## START GIVEN RECORDS

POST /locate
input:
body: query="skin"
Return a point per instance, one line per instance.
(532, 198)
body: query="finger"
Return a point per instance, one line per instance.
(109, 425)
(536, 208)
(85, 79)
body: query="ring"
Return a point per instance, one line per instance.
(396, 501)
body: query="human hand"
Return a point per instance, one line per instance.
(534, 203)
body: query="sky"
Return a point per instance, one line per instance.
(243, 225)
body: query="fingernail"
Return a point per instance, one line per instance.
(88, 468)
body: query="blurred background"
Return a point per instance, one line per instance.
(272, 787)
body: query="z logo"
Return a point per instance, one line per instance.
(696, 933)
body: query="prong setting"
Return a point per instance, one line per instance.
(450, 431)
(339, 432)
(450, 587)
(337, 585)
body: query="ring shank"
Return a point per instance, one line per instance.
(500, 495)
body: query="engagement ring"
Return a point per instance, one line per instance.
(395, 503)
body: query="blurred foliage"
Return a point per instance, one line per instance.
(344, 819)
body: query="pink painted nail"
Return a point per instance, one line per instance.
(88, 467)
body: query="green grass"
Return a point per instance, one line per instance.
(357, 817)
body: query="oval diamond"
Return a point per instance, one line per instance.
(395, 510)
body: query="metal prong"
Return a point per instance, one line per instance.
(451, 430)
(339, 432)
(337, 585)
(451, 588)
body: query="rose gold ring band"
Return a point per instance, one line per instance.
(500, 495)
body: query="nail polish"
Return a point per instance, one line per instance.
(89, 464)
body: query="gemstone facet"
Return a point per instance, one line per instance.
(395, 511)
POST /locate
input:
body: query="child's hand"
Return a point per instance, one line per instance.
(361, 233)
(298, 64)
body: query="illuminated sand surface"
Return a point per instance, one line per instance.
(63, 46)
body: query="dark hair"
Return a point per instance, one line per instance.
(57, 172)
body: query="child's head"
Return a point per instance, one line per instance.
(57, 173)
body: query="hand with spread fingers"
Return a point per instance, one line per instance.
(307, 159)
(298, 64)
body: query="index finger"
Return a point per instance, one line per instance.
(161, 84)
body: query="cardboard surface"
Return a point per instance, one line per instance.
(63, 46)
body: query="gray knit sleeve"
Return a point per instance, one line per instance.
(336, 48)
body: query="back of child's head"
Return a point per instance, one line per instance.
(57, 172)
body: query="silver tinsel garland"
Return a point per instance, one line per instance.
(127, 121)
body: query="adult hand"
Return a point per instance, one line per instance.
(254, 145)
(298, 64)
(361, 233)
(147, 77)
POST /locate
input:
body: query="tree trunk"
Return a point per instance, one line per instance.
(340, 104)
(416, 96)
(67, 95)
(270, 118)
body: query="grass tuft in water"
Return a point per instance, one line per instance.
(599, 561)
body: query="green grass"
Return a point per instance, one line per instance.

## END GIVEN RECORDS

EXERCISE:
All of the entries above need to be reproduced exactly.

WRITTEN ANSWER:
POST /locate
input:
body: query="skin"
Return a point per instance, one line per instance.
(532, 198)
body: query="finger"
Return a point per instance, one line per instance.
(109, 425)
(536, 208)
(85, 79)
body: query="ring"
Return a point per instance, one line per instance.
(396, 501)
body: query="human hand"
Return a point per instance, one line per instance.
(534, 203)
body: query="sky"
Return a point per instance, one line per instance.
(243, 225)
body: query="fingernail"
Return a point per instance, one line per instance.
(88, 468)
body: query="blurred background"
Return a point per instance, one line per instance.
(272, 787)
body: query="z logo"
Return a point per instance, one line per instance.
(696, 933)
body: query="prong setting"
Return a point per instance, one line per instance.
(450, 431)
(339, 432)
(450, 587)
(337, 585)
body: query="ring shank"
Return a point per instance, one line per instance.
(500, 495)
body: query="engagement ring"
Return a point per instance, one line per instance.
(395, 503)
body: query="blurred foliage"
Return a point per instance, one line per instance.
(344, 819)
body: query="pink painted nail"
Return a point per instance, one line per instance.
(88, 467)
body: query="green grass"
Return a point per instance, one line per instance.
(357, 817)
body: query="oval diamond"
Return a point per instance, one line per instance.
(395, 510)
body: query="metal prong"
Return a point per instance, one line per instance.
(451, 430)
(339, 432)
(337, 585)
(451, 588)
body: query="rose gold ring band"
Return a point per instance, one line per instance.
(500, 495)
body: query="nail polish"
Return a point per instance, one line per instance.
(89, 464)
body: query="gemstone facet"
Return a point per instance, one line per instance.
(395, 511)
POST /locate
input:
body: query="child's hand"
Return a point per instance, one line per instance.
(361, 233)
(298, 64)
body: query="illuminated sand surface"
Return a point per instance, one line per instance.
(63, 46)
body: query="dark hair"
Return a point per instance, one line per instance.
(57, 172)
body: query="child's head"
Return a point per instance, one line per instance.
(57, 173)
body: query="hand with spread fingers"
Return a point per instance, one line per instance.
(307, 159)
(298, 64)
body: query="index finger"
Return a point per instance, one line per instance.
(161, 84)
body: query="cardboard surface"
Return a point per instance, one line per instance.
(63, 46)
body: query="gray knit sleeve"
Return a point per instance, one line per instance.
(336, 48)
body: query="back of child's head"
Return a point per instance, one line per instance.
(57, 172)
body: query="silver tinsel garland"
Return a point per instance, one line per instance.
(127, 121)
body: query="adult hand"
Return a point per instance, one line per instance.
(254, 145)
(298, 64)
(361, 233)
(147, 77)
POST /locate
input:
body: query="tree trunk"
Return a point per instance, one line per instance.
(340, 104)
(416, 96)
(67, 95)
(270, 118)
body: query="grass tuft in water"
Return a point per instance, one line per instance.
(599, 561)
body: query="green grass"
Return a point per instance, one line per instance.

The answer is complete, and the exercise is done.